## Requirements
Write out every line of the records below without changing anything, and leave out the pictures.
_ _ _ _ _
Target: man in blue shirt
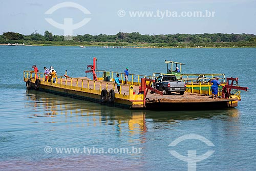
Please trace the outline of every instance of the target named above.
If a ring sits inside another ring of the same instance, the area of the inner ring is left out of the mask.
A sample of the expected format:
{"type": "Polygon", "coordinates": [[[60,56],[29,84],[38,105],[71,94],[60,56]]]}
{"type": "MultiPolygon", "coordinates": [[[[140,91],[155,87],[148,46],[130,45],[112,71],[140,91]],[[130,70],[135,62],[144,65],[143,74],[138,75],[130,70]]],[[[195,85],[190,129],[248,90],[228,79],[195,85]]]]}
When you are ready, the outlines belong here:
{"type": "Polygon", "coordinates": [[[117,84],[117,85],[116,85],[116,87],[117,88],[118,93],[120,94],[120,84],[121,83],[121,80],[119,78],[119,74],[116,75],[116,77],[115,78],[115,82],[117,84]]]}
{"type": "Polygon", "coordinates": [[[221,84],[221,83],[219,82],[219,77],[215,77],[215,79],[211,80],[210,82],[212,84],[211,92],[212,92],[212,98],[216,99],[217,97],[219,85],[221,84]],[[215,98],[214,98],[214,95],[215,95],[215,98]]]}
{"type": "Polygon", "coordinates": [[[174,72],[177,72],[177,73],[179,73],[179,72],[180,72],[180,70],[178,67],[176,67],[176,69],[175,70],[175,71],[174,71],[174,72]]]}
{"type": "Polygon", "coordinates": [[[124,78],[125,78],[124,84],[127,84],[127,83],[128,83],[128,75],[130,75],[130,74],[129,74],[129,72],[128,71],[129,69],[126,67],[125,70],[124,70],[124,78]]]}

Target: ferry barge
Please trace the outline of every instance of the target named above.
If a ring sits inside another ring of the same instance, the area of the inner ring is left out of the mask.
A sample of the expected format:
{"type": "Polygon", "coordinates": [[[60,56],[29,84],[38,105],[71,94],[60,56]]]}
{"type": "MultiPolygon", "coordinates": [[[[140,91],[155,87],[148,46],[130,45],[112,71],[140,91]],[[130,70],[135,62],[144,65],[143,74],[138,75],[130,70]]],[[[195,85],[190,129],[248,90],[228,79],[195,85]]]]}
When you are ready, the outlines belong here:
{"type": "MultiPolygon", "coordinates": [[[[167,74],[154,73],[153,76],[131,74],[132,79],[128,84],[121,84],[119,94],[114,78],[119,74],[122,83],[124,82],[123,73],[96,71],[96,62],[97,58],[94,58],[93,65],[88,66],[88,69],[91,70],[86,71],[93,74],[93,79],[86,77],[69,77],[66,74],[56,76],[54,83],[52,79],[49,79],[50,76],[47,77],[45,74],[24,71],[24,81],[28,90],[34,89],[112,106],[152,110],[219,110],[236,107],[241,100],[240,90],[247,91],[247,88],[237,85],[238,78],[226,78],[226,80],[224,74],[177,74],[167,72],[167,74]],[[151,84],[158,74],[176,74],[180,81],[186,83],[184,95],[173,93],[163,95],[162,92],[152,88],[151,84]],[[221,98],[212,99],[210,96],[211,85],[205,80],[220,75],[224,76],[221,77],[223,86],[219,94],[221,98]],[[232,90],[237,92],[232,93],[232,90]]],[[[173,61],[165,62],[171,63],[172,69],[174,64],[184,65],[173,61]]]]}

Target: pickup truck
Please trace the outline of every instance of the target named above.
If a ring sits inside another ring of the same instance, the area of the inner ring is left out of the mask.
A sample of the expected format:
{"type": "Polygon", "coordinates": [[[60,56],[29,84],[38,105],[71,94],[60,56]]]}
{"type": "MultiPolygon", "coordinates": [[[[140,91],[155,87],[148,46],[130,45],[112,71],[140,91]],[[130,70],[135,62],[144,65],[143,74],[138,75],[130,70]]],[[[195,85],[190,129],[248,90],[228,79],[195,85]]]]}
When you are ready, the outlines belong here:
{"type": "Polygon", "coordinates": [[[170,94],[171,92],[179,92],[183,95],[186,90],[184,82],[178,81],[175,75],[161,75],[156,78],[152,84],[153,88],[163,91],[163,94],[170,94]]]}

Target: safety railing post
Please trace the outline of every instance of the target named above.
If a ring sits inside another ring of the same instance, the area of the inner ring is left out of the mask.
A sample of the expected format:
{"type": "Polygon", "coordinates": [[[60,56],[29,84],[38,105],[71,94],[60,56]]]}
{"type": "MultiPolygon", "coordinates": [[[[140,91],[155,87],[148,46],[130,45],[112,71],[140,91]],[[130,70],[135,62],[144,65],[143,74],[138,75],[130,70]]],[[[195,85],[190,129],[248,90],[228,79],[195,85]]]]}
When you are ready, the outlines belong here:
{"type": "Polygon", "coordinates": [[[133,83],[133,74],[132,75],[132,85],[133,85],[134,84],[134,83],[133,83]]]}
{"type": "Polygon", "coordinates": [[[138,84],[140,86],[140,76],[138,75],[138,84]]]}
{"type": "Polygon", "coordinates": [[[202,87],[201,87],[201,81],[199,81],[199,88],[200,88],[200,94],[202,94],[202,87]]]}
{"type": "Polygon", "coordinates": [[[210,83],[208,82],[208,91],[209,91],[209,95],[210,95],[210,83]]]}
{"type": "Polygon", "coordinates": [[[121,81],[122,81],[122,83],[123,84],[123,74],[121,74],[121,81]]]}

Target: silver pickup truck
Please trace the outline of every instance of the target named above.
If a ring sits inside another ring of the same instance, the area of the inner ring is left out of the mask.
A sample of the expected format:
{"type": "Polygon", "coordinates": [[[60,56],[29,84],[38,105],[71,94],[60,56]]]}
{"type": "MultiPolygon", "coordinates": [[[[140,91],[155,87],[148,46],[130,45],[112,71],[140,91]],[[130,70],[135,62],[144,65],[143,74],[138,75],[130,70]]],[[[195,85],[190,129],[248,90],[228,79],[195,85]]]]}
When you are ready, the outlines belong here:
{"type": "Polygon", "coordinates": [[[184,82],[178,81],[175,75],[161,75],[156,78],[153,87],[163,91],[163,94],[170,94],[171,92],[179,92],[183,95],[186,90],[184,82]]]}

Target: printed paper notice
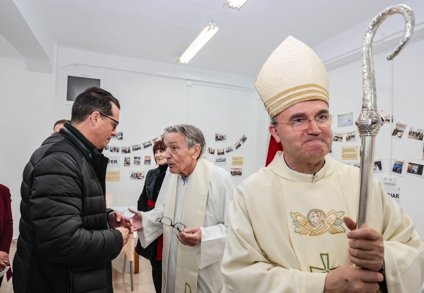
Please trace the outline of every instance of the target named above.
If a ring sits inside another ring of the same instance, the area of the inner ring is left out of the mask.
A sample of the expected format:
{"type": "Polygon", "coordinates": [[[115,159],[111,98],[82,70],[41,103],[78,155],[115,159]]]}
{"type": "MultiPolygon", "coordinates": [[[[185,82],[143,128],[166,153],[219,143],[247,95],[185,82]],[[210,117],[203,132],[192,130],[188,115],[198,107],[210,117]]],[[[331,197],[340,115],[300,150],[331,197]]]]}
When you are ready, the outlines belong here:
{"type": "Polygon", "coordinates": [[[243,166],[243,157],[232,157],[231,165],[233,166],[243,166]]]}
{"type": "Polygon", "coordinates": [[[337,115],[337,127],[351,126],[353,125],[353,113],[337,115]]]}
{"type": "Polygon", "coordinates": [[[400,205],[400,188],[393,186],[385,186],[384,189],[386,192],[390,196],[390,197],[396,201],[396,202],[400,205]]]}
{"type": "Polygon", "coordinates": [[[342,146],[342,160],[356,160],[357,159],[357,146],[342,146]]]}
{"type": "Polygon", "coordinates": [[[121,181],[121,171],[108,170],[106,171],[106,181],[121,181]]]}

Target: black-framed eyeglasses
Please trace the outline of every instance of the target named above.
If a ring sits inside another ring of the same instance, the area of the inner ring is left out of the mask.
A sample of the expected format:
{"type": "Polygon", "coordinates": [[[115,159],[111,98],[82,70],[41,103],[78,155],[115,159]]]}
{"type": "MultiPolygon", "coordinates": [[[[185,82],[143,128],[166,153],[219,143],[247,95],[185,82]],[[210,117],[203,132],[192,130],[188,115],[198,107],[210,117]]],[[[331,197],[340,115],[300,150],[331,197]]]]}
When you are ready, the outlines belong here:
_ _ _ _ _
## Answer below
Target: man in blue shirt
Please trace the outline of every instance of the target named above.
If a ring sits inside another ring of the same instance, the area of the inner ring is left out of the mask.
A sample of the expected format:
{"type": "Polygon", "coordinates": [[[60,56],[29,84],[38,105],[71,94],[60,56]]]}
{"type": "MultiPolygon", "coordinates": [[[[140,91],[155,87],[148,46],[130,45],[112,71],[140,91]],[[130,70],[135,62],[144,65],[143,74],[138,75],[130,70]]],[[[195,85],[190,129],[248,90],[228,79],[195,85]]]]}
When you are ready, the outlines belong here:
{"type": "Polygon", "coordinates": [[[117,84],[117,85],[116,85],[116,87],[117,88],[118,93],[120,94],[120,84],[121,83],[121,80],[119,78],[119,74],[116,75],[116,77],[115,78],[115,82],[117,84]]]}
{"type": "Polygon", "coordinates": [[[221,84],[221,83],[219,82],[219,77],[215,77],[215,79],[211,80],[210,82],[212,84],[211,92],[212,92],[212,98],[216,99],[217,97],[219,85],[221,84]],[[215,98],[214,98],[214,95],[215,95],[215,98]]]}
{"type": "Polygon", "coordinates": [[[174,72],[177,72],[177,73],[179,73],[179,72],[180,72],[180,70],[178,67],[176,67],[176,69],[175,70],[175,71],[174,71],[174,72]]]}
{"type": "Polygon", "coordinates": [[[124,78],[125,78],[124,84],[127,84],[127,83],[128,83],[128,75],[130,75],[130,74],[129,74],[129,72],[128,71],[129,69],[126,67],[125,70],[124,70],[124,78]]]}

Target: ferry barge
Please trace the outline of every instance of the target named above.
If a ring sits inside another ring of the same instance, the area of the inner ring is left out of the mask.
A sample of the expected format:
{"type": "Polygon", "coordinates": [[[60,56],[29,84],[38,105],[71,94],[60,56]]]}
{"type": "MultiPolygon", "coordinates": [[[[140,91],[155,87],[148,46],[130,45],[112,71],[140,91]],[[130,70],[135,62],[144,65],[143,74],[138,75],[130,70]]],[[[195,85],[190,129],[248,90],[228,79],[195,85]]]]}
When you are ready, the outlines belong here:
{"type": "MultiPolygon", "coordinates": [[[[167,74],[154,73],[153,76],[131,74],[132,79],[128,84],[121,84],[119,94],[114,78],[119,74],[122,83],[124,82],[123,73],[96,71],[96,62],[97,58],[94,58],[93,65],[88,66],[88,69],[91,70],[86,71],[93,74],[93,79],[86,77],[69,77],[66,74],[56,76],[54,83],[52,79],[49,79],[50,76],[47,77],[45,74],[24,71],[24,81],[28,90],[34,89],[112,106],[152,110],[219,110],[236,107],[241,100],[240,90],[247,91],[247,88],[237,85],[238,78],[226,78],[226,80],[224,74],[177,74],[167,72],[167,74]],[[151,84],[158,74],[176,74],[180,81],[186,83],[184,95],[173,93],[163,95],[162,92],[152,88],[151,84]],[[221,98],[212,99],[210,96],[211,85],[205,80],[220,75],[224,76],[221,77],[223,86],[219,94],[221,98]],[[232,90],[237,92],[232,93],[232,90]]],[[[173,61],[165,62],[171,63],[172,69],[174,64],[184,65],[173,61]]]]}

Target: pickup truck
Please trace the outline of every instance of the target named above.
If a ring sits inside another ring of the same instance, the area of the inner ring is left out of the mask.
A sample of the expected format:
{"type": "Polygon", "coordinates": [[[60,56],[29,84],[38,105],[71,94],[60,56]]]}
{"type": "MultiPolygon", "coordinates": [[[[140,91],[155,87],[148,46],[130,45],[112,71],[140,91]],[[130,70],[135,62],[144,65],[143,74],[138,75],[130,70]]],[[[195,85],[190,129],[248,90],[228,79],[195,85]]]]}
When you are ready, the outlines belong here:
{"type": "Polygon", "coordinates": [[[170,94],[171,92],[179,92],[183,95],[186,90],[184,82],[178,81],[175,75],[161,75],[156,78],[152,84],[153,88],[163,91],[163,94],[170,94]]]}

Target: safety railing post
Please trace the outline of every instance of the target named above.
If a ring sits inside another ring of the same instance, the area of the inner ring is left out of the mask.
A sample of the expected format:
{"type": "Polygon", "coordinates": [[[60,56],[29,84],[38,105],[71,94],[60,56]]]}
{"type": "MultiPolygon", "coordinates": [[[[140,91],[155,87],[148,46],[130,45],[112,71],[140,91]],[[130,70],[135,62],[144,65],[143,74],[138,75],[130,70]]],[[[195,85],[190,129],[248,90],[228,79],[195,85]]]]}
When you are ready, the outlines belong here:
{"type": "Polygon", "coordinates": [[[133,83],[133,74],[132,75],[132,85],[133,85],[134,84],[134,83],[133,83]]]}
{"type": "Polygon", "coordinates": [[[138,84],[140,86],[140,76],[138,75],[138,84]]]}
{"type": "Polygon", "coordinates": [[[202,87],[201,87],[201,81],[199,81],[199,88],[200,88],[200,94],[202,94],[202,87]]]}
{"type": "Polygon", "coordinates": [[[210,83],[208,82],[208,91],[209,91],[209,95],[210,95],[210,83]]]}
{"type": "Polygon", "coordinates": [[[121,81],[122,81],[122,83],[123,84],[123,74],[121,74],[121,81]]]}

Target: silver pickup truck
Please trace the outline of every instance of the target named above.
If a ring sits inside another ring of the same instance, the area of the inner ring is left out of the mask.
A sample of the expected format:
{"type": "Polygon", "coordinates": [[[60,56],[29,84],[38,105],[71,94],[60,56]]]}
{"type": "MultiPolygon", "coordinates": [[[[140,91],[155,87],[148,46],[130,45],[112,71],[140,91]],[[130,70],[135,62],[144,65],[143,74],[138,75],[130,70]]],[[[195,85],[190,129],[248,90],[228,79],[195,85]]]]}
When you are ready, the outlines belong here:
{"type": "Polygon", "coordinates": [[[184,82],[178,81],[175,75],[161,75],[156,78],[153,87],[163,91],[163,94],[170,94],[171,92],[179,92],[183,95],[186,90],[184,82]]]}

Target: printed paper notice
Please trace the outline of every instance of the target named above.
If a ring sits inside another ring of the same instance, the area of the inner ring is left out of the mask.
A sample of the expected format:
{"type": "Polygon", "coordinates": [[[115,159],[111,98],[82,70],[41,103],[78,155],[115,159]]]}
{"type": "MultiPolygon", "coordinates": [[[[185,82],[143,128],[166,153],[219,143],[247,95],[185,82]],[[210,117],[203,132],[192,130],[188,115],[198,107],[210,117]]],[[[331,197],[340,115],[300,150],[331,197]]]]}
When you are ready, the outlines belong here:
{"type": "Polygon", "coordinates": [[[243,166],[243,157],[232,157],[231,165],[233,166],[243,166]]]}
{"type": "Polygon", "coordinates": [[[337,115],[337,127],[351,126],[353,125],[353,113],[337,115]]]}
{"type": "Polygon", "coordinates": [[[400,205],[400,188],[393,186],[385,186],[384,189],[386,192],[390,196],[390,197],[396,201],[396,202],[400,205]]]}
{"type": "Polygon", "coordinates": [[[342,146],[342,160],[356,160],[357,159],[357,146],[342,146]]]}
{"type": "Polygon", "coordinates": [[[121,181],[121,171],[108,170],[106,171],[106,181],[121,181]]]}

Target: black-framed eyeglasses
Please trace the outline of every instance of the target named above.
If a ring sits inside another ring of the same instance, the area of the inner ring is left out of the mask.
A sample of the expected format:
{"type": "Polygon", "coordinates": [[[115,159],[111,98],[82,70],[41,103],[78,155],[115,159]]]}
{"type": "MultiPolygon", "coordinates": [[[[185,82],[143,128],[166,153],[219,143],[247,95],[185,82]],[[210,117],[203,132],[192,130],[188,115],[198,107],[210,117]]],[[[331,197],[340,115],[300,150],[331,197]]]]}
When you are ready, the outlines belong here:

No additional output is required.